> SET TASKS
A. In the JON upgrade bug report, which EAP version was running and imported into inventory before the upgrade?
B. Pick up the JON upgrade bug report where it stops and write what comes next.

> SELECTED TEXT
====

Description Filip Brychta 2012-08-07 14:35:39 UTC
Created attachment 602762 [details]
complete logs

Description of problem:
There is a following exception: 

'java.sql.BatchUpdateException: ORA-02049: timeout: distributed transaction waiting for lock'

in server log during upgrade from JON-3.1.0.GA to JON-3.1.1.ER1.
Installation takes much longer than usual.
 

Version-Release number of selected component (if applicable):
JON-3.1.1.ER1

How reproducible:
3 of 3

Steps to Reproduce:
1. JON-3.1.0.GA with eap plugin installed and running, EAP-5.1.2 running (profile ALL), RHQ agent and eap imported
2. follow upgrade procedure http://docs.redhat.com/docs/en-US/JBoss_Operations_Network/3.1/html/Installation_Guide/upgrading.html 
note: plugins were copied before JON-3.1.1.ER1 was started - 
cp jon-plugin-pack-eap-3.1.1.ER1/* jon-server-3.1.1.ER1/plugins/
3.check logs
  
Actual results:
'java.sql.BatchUpdateException: ORA-02049: timeout: distributed transaction waiting for lock' exception in server log

Expected results:
no exceptions

Additional info:
complete logs attached

Comment 2 Heiko W. Rupp 2012-08-10 13:14:54 UTC
So to recap, you had a JON 3.1.0.GA server set up and then tried to upgrade to a 3.1.1.ER1.

Which plugins were installed on 3.1.0? Did you on upgrade load the plugin packs before starting the 3.1.1 server?

Was an as7/eap6 in inventory of the 3.1.0 server?

Comment 3 Filip Brychta 2012-08-10 14:36:56 UTC
(In reply to comment #2)
> So to recap, you had a JON 3.1.0.GA server set up and then tried to upgrade
> to a 3.1.1.ER1.
> 
Yes

> Which plugins were installed on 3.1.0? 
jon-plugin-pack-eap-3.1.0.GA

>Did you on upgrade load the plugin
> packs before starting the 3.1.1 server?
yes

> Was an as7/eap6 in inventory of the 3.1.0 server?
EAP-5.1.2 was running and imported to inventory

More accurate:
1- JON-3.1.0.GA with jon-plugin-pack-eap-3.1.0.GA set up, EAP-5.1.2 runnig with 'all' profile (./run.sh -c all) and imported to inventory, the rhq agent resource was imported as well
2- the rhq agent was prepared for upgrade (running in the background according to upgrade manual)
3- follow upgrade manual:
  - stop 3.1.0.GA server
  - cp plugins to $RHQ_SERVER_HOME/plugins (cp jon-plugin-pack-eap-3.1.1.ER1/* jon-server-3.1.1.ER1/plugins/)
  - start 3.1.1.ER1 server and finish upgrade

Comment 4 John Mazzitelli 2012-08-13 15:28:45 UTC
can I assume this setting in your rhq-server.properties is "1" ???

# The number of concurrent threads used to deploy plugins.
# Currently, it is not recommended to increase this value.
rhq.server.plugin-deployer-threads=1

This needs to be 1. Nothing larger.

Comment 6 Filip Brychta 2012-08-14 07:17:43 UTC
(In reply to comment #4)
> can I assume this setting in your rhq-server.properties is "1" ???

====

> RECORDS PROVIDED

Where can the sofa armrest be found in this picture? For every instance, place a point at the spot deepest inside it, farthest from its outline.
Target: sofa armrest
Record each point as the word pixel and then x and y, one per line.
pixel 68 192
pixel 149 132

====

> OUTPUTS IN ORDER
A. EAP-5.1.2, running with the 'all' profile.

B.
> 
> # The number of concurrent threads used to deploy plugins.
> # Currently, it is not recommended to increase this value.
> rhq.server.plugin-deployer-threads=1
> 
> This needs to be 1. Nothing larger.

Yes, i did not touch this property.

Comment 7 Jay Shaughnessy 2012-08-15 13:22:19 UTC
it d36c9fbdf488fbc6d7e8e6b31bad506e1d0d150d
or: Jay Shaughnessy <jshaughn>
:   Wed Aug 15 09:20:44 2012 -0400

[Bug 846353 - ORA-02049 during upgrade from JON-3.1.0.GA to JON-3.1.1.ER1 wit
After a lot of investigation it seems that the problem occurs occasionally
when we remove obsolete properties from resource configuration.  It does
not happen every time, on fact it's fairly rare, although for the same DB,
and the same plugin update, it is repeatable.  This makes it seem like the
locking issue is due mainly to unpredictable locking at the db level, and
likely the fact that we occasionally hit a page lock due to some other
prior update to the config table.  Since the config table stores so many
different types of data it's not obvious how we would identify the conflict.

The approach taken was to try and reduce possible conflict by increasing the
granularity of metadata update transactions.  Prior to this change we used a
single encompassing transaction for a plugin update, that means all types
were updated under one umbrella transaction.  Not one transaction, because
we already use nested transactions in several places, but using one umbrella
transaction increases the chance of that transaction holding a lock that
could affect a nested transaction.

We still maintain the umbrella transaction but this commit breaks it up
such that a nested transaction is used for the update of each resource
type in the plugin.

That means each type update will not hold any locks when it has completed.
This change seems to be working as the AS7 plugin now updates successfully.

Additionally:
- added some more INFO level logging to give some basic progress during a
  plugin update.
- added some more debug logging as well
- removed a bunch of unnecessary em.flush calls
- used the return value of some em.merge calls to ensure using the up to
  date entity.

Cherry pick of master c9eb53bb8dab7393d9b5383fbe5bab99088487ed.


Test Notes:
Upgrades of as many plugin plugins as possible from older versions to latest (4.5 versions) for oracle and postgres.  If possible, data in inventory will make the test even more robust, although it was not necessary for the original issue.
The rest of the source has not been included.